Collected data entries:
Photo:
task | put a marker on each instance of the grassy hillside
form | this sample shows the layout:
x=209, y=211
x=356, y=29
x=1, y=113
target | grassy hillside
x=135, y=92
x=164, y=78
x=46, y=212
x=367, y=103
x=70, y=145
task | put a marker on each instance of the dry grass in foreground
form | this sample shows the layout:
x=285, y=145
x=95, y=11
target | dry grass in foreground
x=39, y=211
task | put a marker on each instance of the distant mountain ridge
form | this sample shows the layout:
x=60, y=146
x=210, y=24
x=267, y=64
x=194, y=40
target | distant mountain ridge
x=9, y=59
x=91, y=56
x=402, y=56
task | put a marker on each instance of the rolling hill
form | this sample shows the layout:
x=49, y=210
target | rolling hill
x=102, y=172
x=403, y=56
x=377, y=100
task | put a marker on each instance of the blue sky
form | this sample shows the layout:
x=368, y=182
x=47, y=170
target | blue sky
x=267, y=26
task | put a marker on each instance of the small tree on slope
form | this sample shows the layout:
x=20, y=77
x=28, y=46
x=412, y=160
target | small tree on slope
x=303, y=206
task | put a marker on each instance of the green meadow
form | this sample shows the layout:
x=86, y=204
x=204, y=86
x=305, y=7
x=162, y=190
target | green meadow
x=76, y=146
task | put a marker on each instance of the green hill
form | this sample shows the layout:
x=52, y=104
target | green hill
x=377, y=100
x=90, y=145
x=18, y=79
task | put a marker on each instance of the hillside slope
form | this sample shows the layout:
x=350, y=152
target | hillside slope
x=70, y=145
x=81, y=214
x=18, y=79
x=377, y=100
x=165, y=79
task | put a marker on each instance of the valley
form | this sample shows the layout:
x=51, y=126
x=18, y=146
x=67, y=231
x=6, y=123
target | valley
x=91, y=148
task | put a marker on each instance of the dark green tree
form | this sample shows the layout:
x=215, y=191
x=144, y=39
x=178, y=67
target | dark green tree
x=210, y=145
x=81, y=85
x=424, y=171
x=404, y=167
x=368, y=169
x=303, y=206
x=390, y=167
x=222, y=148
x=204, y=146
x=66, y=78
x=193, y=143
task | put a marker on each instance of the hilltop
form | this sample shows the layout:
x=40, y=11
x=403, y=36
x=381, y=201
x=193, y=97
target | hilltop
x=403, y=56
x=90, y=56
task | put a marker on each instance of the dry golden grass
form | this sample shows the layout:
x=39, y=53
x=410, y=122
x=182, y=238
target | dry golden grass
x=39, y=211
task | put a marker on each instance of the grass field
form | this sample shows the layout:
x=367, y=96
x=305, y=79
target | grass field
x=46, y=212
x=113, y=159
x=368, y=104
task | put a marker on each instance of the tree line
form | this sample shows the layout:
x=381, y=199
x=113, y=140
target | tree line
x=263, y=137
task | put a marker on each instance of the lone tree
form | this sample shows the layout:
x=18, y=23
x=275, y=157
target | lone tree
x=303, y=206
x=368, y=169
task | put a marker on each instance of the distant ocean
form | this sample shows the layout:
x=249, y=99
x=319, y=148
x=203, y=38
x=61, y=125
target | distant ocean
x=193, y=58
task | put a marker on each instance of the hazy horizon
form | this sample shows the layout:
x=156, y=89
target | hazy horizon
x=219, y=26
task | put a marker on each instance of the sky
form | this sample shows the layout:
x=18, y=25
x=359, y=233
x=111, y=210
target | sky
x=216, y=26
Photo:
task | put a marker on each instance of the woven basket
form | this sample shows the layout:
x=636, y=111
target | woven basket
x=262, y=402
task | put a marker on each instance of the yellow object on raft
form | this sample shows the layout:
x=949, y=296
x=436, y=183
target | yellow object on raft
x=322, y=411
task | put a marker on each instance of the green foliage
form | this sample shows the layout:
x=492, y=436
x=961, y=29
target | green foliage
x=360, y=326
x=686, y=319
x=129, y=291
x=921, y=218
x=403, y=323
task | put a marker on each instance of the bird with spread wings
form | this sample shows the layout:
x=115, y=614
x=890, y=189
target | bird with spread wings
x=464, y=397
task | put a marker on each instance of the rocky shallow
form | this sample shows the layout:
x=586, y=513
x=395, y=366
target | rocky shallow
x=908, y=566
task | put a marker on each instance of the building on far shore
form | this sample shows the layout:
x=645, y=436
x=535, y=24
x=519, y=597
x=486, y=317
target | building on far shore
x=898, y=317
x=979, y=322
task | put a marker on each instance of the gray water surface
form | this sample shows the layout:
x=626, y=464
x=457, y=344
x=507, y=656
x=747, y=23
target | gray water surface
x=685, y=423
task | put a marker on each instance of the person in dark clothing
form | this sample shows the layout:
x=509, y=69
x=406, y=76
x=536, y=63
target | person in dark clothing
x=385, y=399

ACTIVITY:
After reading the entries, reproduce every one of them exactly.

RESULT FOR THIS EXERCISE:
Photo:
task | put a marker on each instance of the grassy hillside
form | this sample shows the layout:
x=209, y=211
x=356, y=29
x=1, y=113
target | grassy hillside
x=135, y=92
x=164, y=78
x=46, y=212
x=367, y=103
x=70, y=145
task | put a marker on each instance of the dry grass in foreground
form | this sample shows the layout:
x=285, y=145
x=95, y=11
target | dry grass in foreground
x=39, y=211
task | put a marker on each instance of the distant mountain ridge
form | this sample shows the layout:
x=60, y=146
x=210, y=24
x=267, y=64
x=194, y=40
target | distant mountain ridge
x=9, y=59
x=91, y=56
x=402, y=56
task | put a marker on each instance of the rolling hill
form | this sample shows the layout:
x=49, y=210
target | rolling hill
x=102, y=172
x=403, y=56
x=377, y=100
task | put a marker on each instance of the blue sky
form | this sample shows the layout:
x=368, y=182
x=47, y=170
target | blue sky
x=267, y=26
task | put a marker on each instance of the small tree on slope
form | this sample shows the layout:
x=20, y=77
x=28, y=46
x=412, y=160
target | small tree on slope
x=303, y=206
task | put a marker on each instance of the green meadow
form | this sample shows the layout:
x=86, y=204
x=204, y=86
x=305, y=7
x=162, y=190
target | green meadow
x=76, y=146
task | put a marker on each instance of the green hill
form | this sample shows the layout:
x=52, y=104
target | green hill
x=377, y=100
x=90, y=145
x=18, y=79
task | put a marker on each instance of the hillside slope
form | this sample shows the layout:
x=350, y=152
target | hillside slope
x=70, y=145
x=81, y=214
x=18, y=79
x=377, y=100
x=165, y=79
task | put a marker on each instance of the valley
form | this sample shows the layout:
x=51, y=126
x=18, y=146
x=67, y=231
x=6, y=123
target | valley
x=91, y=148
task | put a marker on each instance of the dark green tree
form | this sample shows the layout:
x=215, y=191
x=144, y=39
x=178, y=67
target | dark green tree
x=210, y=145
x=81, y=85
x=424, y=171
x=404, y=167
x=368, y=169
x=303, y=206
x=390, y=167
x=222, y=148
x=204, y=146
x=66, y=78
x=193, y=143
task | put a marker on each instance of the hilltop
form | this sample shows the layout:
x=40, y=11
x=403, y=36
x=381, y=201
x=193, y=97
target | hilltop
x=403, y=56
x=90, y=56
task | put a marker on each instance of the dry golden grass
form | this sample shows the layout:
x=39, y=53
x=410, y=122
x=182, y=238
target | dry golden grass
x=39, y=211
task | put a marker on each instance of the grass field
form | this sample shows the layout:
x=367, y=96
x=305, y=79
target | grass field
x=46, y=212
x=113, y=159
x=368, y=104
task | put a marker on each instance of the tree line
form | this sample shows the layout:
x=381, y=199
x=113, y=140
target | tree line
x=263, y=137
task | put a marker on each instance of the lone tree
form | this sample shows the layout:
x=18, y=23
x=275, y=157
target | lone tree
x=303, y=206
x=368, y=169
task | put a marker on each instance of the distant ocean
form | this sample shows the layout:
x=249, y=99
x=319, y=148
x=203, y=38
x=61, y=125
target | distant ocean
x=193, y=58
task | put a marker on each instance of the hazy horizon
form | this sample shows the layout:
x=156, y=89
target | hazy horizon
x=219, y=26
task | put a marker on each instance of the sky
form | this sample shows the layout:
x=18, y=25
x=359, y=233
x=111, y=210
target | sky
x=216, y=26
Photo:
task | put a marker on each instance of the woven basket
form | this sample shows the layout:
x=636, y=111
target | woven basket
x=262, y=402
task | put a marker on each instance of the yellow object on raft
form | this sample shows the layout:
x=949, y=296
x=436, y=183
target | yellow object on raft
x=322, y=411
task | put a marker on each instance of the green foliage
form | this sample shows the layout:
x=492, y=436
x=961, y=29
target | green foliage
x=360, y=326
x=686, y=319
x=129, y=291
x=921, y=218
x=403, y=323
task | put a marker on each instance of the bird with spread wings
form | this sample shows the layout:
x=115, y=614
x=890, y=189
target | bird with spread wings
x=464, y=397
task | put a marker on each instance of the rocky shallow
form | this sample shows the layout:
x=586, y=513
x=395, y=366
target | rocky shallow
x=908, y=566
task | put a marker on each instance of the building on far shore
form | this sample shows the layout:
x=645, y=436
x=535, y=24
x=519, y=597
x=486, y=317
target | building on far shore
x=898, y=317
x=979, y=322
task | put a marker on each instance of the gray water surface
form | this sample shows the layout:
x=626, y=464
x=457, y=344
x=507, y=656
x=747, y=23
target | gray water surface
x=685, y=423
task | put a marker on each instance of the person in dark clothing
form | this sample shows the layout:
x=509, y=69
x=406, y=76
x=536, y=63
target | person in dark clothing
x=385, y=399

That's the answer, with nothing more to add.